> **Problem requirements**
Which lines of the data contain the string "outline"? Copy every one of them.

Top of Exercise data

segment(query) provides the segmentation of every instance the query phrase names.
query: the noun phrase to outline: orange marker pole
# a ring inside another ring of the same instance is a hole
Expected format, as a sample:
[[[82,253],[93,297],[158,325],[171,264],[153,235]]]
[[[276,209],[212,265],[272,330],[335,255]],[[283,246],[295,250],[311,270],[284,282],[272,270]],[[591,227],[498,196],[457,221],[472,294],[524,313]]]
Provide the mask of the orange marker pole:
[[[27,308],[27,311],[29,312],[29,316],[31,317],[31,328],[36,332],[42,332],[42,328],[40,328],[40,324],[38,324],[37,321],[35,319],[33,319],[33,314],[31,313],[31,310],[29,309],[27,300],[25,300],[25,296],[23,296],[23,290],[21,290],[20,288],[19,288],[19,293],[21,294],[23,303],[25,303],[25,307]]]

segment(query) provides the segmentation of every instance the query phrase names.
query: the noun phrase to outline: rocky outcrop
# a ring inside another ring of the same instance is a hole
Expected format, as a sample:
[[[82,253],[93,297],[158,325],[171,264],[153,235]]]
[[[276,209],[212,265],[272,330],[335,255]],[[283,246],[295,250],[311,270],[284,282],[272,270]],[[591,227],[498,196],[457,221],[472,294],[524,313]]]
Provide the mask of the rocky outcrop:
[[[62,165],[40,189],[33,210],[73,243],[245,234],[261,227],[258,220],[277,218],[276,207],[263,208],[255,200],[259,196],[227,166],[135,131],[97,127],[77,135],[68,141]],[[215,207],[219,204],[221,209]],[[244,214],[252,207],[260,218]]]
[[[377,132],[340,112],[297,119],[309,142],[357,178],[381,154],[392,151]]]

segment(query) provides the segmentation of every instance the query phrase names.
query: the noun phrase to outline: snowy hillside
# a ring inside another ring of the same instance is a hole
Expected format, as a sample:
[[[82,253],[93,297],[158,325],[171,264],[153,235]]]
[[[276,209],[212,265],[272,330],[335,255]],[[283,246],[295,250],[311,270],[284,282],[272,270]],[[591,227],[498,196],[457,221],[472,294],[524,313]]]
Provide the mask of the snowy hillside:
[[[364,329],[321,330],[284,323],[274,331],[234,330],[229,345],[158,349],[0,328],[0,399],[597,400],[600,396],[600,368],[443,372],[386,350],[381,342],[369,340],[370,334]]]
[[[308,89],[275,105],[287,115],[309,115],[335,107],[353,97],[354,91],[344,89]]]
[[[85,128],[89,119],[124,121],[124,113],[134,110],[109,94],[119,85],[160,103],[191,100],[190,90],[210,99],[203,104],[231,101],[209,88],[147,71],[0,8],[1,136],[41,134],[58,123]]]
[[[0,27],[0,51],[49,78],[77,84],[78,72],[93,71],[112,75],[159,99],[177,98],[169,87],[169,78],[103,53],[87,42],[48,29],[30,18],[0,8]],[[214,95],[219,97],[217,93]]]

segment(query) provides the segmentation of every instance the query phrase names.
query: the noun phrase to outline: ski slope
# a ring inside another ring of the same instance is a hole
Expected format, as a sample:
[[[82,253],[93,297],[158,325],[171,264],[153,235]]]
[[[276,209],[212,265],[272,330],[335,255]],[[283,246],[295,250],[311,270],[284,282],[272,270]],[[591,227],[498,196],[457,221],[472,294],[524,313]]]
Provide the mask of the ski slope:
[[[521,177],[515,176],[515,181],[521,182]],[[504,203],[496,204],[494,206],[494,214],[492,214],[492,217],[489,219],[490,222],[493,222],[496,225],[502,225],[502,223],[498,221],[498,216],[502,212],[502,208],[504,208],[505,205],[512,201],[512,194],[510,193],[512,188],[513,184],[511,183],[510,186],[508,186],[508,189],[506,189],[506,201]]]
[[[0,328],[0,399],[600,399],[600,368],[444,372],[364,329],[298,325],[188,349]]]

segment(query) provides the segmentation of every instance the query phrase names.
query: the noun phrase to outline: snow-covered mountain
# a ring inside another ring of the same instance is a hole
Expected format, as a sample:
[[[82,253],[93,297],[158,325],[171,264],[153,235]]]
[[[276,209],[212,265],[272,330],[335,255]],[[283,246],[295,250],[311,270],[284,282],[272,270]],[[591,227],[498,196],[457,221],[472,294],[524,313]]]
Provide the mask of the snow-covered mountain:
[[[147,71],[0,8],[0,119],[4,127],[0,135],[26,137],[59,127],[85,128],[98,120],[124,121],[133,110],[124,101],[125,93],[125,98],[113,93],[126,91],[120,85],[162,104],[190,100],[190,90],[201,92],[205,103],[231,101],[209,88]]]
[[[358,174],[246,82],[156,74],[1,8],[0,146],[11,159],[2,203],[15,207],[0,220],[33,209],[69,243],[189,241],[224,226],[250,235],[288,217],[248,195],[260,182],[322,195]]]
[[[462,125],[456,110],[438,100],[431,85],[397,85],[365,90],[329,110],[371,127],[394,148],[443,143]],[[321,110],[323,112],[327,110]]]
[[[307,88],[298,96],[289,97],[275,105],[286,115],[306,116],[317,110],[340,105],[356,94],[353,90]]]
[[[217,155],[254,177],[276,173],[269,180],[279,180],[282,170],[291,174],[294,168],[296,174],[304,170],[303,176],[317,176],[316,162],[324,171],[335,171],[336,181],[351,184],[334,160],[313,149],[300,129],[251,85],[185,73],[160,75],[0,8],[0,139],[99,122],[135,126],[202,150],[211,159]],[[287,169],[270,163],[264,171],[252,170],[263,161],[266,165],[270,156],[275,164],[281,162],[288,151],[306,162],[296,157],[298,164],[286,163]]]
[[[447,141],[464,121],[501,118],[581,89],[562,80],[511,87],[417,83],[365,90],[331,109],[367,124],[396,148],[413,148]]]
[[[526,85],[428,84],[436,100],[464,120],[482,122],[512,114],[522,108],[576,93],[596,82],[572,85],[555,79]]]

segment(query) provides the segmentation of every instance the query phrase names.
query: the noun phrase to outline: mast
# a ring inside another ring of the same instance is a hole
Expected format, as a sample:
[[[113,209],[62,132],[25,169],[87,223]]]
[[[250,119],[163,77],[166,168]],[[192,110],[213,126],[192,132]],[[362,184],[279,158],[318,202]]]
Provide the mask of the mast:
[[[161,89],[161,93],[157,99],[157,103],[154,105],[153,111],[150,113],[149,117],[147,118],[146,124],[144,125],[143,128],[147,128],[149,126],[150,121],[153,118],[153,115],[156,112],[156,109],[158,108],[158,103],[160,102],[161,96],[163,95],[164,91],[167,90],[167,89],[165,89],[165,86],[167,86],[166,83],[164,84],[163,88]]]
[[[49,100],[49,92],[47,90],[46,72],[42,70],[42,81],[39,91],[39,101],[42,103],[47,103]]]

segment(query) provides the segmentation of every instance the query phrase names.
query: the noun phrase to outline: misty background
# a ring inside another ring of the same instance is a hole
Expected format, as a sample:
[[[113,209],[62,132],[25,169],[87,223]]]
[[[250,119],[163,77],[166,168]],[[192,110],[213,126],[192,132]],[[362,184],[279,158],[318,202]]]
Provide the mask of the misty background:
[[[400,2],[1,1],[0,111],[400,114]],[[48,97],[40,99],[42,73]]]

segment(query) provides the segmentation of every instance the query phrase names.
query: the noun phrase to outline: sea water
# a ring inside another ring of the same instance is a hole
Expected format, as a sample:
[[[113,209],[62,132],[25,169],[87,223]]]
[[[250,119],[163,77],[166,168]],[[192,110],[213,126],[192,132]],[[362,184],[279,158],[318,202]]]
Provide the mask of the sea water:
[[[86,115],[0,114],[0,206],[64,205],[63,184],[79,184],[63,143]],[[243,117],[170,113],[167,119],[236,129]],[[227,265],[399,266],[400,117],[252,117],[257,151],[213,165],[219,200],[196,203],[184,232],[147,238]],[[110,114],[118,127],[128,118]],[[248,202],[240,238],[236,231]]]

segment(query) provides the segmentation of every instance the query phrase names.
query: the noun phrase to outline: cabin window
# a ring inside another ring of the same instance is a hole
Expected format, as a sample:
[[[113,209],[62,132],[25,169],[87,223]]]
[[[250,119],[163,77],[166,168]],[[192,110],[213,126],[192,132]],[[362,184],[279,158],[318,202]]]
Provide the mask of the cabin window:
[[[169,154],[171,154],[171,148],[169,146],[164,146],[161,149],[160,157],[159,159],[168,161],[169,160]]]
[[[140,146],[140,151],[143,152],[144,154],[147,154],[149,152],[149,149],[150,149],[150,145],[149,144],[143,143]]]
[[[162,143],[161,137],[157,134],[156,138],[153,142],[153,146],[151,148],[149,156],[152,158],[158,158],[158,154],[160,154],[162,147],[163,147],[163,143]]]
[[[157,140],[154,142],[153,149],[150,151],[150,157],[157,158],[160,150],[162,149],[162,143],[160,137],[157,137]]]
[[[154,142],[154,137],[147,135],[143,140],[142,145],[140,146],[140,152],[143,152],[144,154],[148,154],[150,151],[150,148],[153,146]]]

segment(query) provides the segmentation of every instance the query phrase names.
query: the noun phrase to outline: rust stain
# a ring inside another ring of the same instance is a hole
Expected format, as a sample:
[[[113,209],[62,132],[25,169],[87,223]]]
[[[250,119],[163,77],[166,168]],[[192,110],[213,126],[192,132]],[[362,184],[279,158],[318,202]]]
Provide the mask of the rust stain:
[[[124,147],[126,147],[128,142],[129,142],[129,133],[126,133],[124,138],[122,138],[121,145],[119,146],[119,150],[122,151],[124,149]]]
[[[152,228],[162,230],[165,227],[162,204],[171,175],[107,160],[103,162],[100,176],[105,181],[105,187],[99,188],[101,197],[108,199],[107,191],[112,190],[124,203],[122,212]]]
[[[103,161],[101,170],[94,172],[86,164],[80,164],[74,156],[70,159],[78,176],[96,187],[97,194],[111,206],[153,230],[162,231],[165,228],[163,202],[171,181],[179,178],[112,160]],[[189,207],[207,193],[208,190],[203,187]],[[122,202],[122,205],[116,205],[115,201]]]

Bottom of Exercise data

> **Exercise result**
query: the noun phrase to outline: orange marker pole
query: the noun phrase to outline: rocky outcrop
query: the noun phrase to outline: snowy hillside
query: the noun phrase to outline: ski slope
query: the noun phrase to outline: snow-covered mountain
query: the noun phrase to outline: mast
query: the noun phrase to outline: misty background
query: the noun phrase to outline: sea water
query: the noun phrase to outline: cabin window
query: the noun phrase to outline: rust stain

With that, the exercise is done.